▶ _Activity_
Lines from the line with "boat hull -> box" to the line with "yellow and blue boat -> box" in the entries below, and only those, must be output exactly, with both ends included.

┄┄┄┄┄┄

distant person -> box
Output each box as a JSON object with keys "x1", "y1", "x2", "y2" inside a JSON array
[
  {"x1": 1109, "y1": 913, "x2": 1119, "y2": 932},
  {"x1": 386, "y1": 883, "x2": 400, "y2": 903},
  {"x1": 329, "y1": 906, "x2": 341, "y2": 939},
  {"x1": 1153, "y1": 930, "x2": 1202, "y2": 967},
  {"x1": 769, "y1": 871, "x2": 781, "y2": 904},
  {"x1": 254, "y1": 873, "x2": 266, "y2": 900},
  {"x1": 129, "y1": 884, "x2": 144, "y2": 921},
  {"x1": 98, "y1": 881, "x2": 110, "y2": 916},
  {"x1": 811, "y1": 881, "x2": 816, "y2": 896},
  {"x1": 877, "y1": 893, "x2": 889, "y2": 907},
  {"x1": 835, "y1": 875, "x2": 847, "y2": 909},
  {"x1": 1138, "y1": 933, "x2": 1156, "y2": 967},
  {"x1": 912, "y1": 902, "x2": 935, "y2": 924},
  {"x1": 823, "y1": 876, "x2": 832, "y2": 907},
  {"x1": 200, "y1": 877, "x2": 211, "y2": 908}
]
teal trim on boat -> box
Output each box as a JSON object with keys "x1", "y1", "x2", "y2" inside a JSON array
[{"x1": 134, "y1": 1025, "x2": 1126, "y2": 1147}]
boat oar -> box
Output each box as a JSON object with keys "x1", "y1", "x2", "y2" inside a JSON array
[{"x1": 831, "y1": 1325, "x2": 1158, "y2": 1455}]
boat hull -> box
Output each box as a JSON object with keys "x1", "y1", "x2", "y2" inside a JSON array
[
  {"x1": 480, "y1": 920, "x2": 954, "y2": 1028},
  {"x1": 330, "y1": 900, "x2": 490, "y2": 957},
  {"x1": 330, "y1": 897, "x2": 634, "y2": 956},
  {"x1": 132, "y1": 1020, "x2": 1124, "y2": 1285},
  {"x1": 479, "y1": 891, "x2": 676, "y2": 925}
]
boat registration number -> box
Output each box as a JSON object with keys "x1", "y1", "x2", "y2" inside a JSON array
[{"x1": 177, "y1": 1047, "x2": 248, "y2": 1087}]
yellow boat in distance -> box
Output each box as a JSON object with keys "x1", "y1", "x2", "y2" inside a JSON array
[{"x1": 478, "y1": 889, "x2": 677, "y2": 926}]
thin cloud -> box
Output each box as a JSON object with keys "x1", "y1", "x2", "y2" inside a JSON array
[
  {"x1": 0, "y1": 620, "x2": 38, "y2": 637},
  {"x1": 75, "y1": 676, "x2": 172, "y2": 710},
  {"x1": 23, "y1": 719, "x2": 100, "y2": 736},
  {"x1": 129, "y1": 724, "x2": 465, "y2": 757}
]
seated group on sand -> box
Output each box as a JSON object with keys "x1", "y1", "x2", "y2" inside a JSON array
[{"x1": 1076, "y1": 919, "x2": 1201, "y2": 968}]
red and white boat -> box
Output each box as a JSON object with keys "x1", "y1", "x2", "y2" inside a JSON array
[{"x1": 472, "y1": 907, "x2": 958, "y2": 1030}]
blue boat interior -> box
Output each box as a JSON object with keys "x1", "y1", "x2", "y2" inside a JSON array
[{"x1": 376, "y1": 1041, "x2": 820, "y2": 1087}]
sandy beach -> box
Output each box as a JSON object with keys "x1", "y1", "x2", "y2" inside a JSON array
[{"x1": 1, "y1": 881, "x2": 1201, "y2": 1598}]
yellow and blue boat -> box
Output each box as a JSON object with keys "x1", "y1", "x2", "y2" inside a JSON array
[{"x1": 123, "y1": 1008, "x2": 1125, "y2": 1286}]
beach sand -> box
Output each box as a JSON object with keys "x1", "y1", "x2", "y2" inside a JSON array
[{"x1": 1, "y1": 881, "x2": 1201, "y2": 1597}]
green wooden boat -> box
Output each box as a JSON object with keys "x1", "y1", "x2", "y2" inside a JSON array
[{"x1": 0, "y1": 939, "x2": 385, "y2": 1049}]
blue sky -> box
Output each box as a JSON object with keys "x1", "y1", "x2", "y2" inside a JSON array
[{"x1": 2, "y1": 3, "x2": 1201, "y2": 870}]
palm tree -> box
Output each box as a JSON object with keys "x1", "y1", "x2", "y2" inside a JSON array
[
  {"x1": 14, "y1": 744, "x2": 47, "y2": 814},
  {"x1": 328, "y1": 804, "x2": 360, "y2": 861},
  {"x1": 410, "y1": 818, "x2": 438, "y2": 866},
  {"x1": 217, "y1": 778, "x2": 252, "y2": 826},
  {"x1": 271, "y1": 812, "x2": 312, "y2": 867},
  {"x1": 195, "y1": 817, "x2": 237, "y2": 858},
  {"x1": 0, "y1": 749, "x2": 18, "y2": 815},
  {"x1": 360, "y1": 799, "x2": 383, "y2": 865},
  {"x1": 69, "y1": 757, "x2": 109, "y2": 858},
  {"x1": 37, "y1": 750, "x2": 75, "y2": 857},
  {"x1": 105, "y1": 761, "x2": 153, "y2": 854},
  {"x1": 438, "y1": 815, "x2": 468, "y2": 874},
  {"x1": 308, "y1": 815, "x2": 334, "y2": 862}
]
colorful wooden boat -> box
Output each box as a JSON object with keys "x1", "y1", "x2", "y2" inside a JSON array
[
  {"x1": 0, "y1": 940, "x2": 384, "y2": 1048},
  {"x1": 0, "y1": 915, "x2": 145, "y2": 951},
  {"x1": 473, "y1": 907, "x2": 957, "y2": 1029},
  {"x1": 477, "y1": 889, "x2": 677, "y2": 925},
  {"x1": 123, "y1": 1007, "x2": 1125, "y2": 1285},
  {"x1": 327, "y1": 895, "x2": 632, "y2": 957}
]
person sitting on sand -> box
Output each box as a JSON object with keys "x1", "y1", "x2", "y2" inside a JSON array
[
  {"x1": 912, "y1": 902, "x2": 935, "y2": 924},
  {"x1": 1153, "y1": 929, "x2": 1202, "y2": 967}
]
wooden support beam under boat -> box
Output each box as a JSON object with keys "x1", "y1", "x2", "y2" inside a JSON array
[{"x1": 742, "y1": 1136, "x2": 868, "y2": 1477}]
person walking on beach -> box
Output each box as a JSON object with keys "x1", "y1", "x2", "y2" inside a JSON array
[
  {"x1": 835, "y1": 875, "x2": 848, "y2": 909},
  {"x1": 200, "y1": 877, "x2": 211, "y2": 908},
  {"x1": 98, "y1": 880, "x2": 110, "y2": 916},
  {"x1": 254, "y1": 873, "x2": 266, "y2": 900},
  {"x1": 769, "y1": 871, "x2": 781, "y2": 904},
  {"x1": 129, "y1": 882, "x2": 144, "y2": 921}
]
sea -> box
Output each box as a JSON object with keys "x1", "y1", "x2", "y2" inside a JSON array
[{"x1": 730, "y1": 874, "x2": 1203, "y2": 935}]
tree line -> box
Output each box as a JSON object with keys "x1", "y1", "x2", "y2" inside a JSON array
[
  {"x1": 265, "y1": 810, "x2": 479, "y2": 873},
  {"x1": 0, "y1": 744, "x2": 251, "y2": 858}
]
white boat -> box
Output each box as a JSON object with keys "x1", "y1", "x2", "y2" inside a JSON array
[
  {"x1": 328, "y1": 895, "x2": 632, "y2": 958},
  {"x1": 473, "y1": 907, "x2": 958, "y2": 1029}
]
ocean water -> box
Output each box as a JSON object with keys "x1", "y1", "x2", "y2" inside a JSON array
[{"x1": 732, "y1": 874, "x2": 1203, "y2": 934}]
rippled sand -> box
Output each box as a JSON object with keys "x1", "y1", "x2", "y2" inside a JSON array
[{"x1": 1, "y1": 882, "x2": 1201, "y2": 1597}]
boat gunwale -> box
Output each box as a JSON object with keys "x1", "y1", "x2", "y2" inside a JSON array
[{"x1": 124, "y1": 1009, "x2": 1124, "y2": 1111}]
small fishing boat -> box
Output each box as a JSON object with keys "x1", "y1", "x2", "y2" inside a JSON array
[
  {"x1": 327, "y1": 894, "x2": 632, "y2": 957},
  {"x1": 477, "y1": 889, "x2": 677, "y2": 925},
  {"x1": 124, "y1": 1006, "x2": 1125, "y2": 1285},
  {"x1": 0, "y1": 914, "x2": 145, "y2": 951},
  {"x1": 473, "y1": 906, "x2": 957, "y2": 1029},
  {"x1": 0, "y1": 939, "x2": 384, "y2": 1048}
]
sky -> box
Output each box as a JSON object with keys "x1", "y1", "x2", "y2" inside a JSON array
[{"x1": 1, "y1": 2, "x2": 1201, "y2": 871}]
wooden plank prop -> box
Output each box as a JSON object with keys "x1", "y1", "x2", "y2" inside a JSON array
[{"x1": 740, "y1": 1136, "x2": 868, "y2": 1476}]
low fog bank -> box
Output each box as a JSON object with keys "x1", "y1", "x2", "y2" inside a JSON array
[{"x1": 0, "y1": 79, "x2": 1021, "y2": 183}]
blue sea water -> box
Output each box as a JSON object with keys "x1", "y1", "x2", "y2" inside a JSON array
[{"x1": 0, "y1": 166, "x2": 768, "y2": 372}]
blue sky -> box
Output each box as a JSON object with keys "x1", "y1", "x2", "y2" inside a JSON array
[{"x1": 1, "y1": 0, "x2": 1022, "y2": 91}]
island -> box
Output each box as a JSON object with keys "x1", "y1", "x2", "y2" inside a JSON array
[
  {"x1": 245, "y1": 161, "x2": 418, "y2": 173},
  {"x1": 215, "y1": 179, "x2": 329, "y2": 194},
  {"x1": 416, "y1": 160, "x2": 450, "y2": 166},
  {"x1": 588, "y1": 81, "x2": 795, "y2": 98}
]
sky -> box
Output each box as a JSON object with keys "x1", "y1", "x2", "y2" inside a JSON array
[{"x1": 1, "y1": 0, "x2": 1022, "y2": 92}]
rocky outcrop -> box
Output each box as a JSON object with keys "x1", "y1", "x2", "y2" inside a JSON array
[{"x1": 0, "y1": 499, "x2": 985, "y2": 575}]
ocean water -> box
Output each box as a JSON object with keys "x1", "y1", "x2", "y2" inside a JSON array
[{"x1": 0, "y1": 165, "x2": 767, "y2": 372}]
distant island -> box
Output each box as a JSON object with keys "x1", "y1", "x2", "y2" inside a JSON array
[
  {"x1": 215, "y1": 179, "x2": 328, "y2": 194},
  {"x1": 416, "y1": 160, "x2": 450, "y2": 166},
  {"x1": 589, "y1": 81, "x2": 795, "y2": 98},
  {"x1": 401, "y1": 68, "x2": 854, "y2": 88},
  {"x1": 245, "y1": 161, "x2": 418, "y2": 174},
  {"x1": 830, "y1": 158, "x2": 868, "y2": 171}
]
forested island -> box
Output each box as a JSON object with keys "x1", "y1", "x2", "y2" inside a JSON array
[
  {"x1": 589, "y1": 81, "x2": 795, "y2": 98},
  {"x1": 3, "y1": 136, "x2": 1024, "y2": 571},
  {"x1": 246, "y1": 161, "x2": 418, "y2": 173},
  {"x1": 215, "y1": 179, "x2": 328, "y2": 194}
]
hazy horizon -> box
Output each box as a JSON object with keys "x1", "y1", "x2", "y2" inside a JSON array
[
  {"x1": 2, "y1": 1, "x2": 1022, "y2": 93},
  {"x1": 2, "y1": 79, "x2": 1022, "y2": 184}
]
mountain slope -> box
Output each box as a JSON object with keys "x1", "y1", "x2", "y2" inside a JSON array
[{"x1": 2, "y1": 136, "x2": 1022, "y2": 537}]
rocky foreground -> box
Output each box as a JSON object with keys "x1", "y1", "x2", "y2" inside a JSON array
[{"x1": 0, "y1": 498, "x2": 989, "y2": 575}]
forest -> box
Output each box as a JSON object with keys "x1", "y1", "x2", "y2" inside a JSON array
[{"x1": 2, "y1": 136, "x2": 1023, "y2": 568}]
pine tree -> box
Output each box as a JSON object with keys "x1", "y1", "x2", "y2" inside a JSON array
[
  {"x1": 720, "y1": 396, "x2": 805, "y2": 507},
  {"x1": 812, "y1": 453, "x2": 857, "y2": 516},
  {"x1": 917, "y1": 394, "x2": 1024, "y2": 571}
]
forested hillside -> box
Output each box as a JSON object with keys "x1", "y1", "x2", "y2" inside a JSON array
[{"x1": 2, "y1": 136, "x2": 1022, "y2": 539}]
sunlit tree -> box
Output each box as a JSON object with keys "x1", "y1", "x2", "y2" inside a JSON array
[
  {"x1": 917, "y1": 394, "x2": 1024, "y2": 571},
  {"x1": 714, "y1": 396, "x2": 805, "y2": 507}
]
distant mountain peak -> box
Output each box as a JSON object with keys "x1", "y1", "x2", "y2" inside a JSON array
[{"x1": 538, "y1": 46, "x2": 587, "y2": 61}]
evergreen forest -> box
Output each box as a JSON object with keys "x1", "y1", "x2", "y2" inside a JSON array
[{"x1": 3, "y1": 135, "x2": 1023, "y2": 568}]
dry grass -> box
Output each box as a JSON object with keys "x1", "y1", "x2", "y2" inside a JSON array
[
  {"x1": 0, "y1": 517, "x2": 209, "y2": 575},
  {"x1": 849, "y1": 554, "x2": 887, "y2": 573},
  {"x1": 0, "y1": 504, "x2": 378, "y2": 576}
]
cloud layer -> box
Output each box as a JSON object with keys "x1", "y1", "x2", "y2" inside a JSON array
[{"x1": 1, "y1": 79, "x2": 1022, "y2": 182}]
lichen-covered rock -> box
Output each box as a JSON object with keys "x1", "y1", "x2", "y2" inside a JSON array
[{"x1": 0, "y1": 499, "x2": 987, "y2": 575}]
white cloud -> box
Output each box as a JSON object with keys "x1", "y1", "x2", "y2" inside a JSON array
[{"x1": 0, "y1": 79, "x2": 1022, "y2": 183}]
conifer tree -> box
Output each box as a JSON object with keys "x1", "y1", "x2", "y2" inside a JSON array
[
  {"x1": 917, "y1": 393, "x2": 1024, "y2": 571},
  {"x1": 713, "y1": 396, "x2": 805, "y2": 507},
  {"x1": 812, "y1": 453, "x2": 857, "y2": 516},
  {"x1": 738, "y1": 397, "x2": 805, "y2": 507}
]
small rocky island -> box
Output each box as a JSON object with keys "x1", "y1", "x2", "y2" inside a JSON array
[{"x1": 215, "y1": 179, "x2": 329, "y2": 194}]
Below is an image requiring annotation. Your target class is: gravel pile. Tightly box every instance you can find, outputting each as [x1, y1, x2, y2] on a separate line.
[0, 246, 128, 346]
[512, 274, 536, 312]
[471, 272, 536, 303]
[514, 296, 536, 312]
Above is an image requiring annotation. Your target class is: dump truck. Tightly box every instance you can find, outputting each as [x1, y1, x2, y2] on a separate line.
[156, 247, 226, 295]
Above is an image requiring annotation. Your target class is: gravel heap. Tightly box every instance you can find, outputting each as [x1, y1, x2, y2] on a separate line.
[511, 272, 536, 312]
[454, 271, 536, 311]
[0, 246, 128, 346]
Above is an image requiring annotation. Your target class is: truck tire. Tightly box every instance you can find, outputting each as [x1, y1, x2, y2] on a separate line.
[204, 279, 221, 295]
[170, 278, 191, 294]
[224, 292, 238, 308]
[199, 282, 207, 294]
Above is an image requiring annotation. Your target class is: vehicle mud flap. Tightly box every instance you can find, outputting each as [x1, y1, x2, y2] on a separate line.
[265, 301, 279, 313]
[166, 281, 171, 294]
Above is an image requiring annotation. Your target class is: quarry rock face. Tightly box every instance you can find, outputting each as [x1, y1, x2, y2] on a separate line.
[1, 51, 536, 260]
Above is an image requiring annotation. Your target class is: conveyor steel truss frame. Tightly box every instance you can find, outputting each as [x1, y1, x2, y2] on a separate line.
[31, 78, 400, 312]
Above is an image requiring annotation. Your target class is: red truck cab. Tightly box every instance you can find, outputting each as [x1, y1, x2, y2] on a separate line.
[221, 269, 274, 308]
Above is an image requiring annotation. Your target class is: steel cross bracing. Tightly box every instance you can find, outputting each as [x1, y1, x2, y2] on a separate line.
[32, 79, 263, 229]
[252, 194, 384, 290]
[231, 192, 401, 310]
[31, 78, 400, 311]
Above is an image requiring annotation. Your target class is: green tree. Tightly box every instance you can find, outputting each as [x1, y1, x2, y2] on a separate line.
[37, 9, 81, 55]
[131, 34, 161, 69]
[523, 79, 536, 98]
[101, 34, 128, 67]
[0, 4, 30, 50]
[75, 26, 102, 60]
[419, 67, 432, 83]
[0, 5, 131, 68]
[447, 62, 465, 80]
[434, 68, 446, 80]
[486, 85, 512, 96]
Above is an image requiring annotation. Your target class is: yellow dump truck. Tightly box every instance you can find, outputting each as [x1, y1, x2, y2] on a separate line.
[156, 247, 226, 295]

┄┄┄┄┄┄

▶ _Result of the exercise_
boat hull -> box
Output each box as a JSON object with keys "x1", "y1", "x2", "y2" inside a JSON array
[
  {"x1": 480, "y1": 920, "x2": 954, "y2": 1028},
  {"x1": 330, "y1": 900, "x2": 490, "y2": 957},
  {"x1": 330, "y1": 897, "x2": 634, "y2": 956},
  {"x1": 132, "y1": 1020, "x2": 1124, "y2": 1285},
  {"x1": 479, "y1": 891, "x2": 676, "y2": 925}
]
boat registration number -> box
Output each box as a JSON object with keys "x1", "y1", "x2", "y2" inside a JSON array
[{"x1": 177, "y1": 1047, "x2": 248, "y2": 1087}]
yellow boat in distance -> box
Output each box as a JSON object with keys "x1", "y1", "x2", "y2" inside a JSON array
[{"x1": 478, "y1": 889, "x2": 677, "y2": 926}]
thin cloud -> box
Output each box as a JSON object with keys "x1", "y1", "x2", "y2" inside a JSON array
[
  {"x1": 0, "y1": 620, "x2": 38, "y2": 637},
  {"x1": 75, "y1": 676, "x2": 172, "y2": 710},
  {"x1": 23, "y1": 719, "x2": 100, "y2": 736},
  {"x1": 129, "y1": 724, "x2": 465, "y2": 757}
]
seated group on sand -> box
Output each box as a JSON object with keys "x1", "y1", "x2", "y2" inside a JSON array
[{"x1": 1076, "y1": 919, "x2": 1201, "y2": 968}]
red and white boat -> box
Output each box as a JSON object with keys "x1", "y1", "x2", "y2" inside a JSON array
[{"x1": 472, "y1": 907, "x2": 958, "y2": 1030}]
blue boat interior -> box
Output each box as a JSON object with keys "x1", "y1", "x2", "y2" inside a JSON array
[{"x1": 376, "y1": 1041, "x2": 820, "y2": 1087}]
sandy beach -> box
Output each box as a JSON object with keys "x1", "y1", "x2", "y2" inside a JSON array
[{"x1": 1, "y1": 881, "x2": 1201, "y2": 1598}]
yellow and blue boat -> box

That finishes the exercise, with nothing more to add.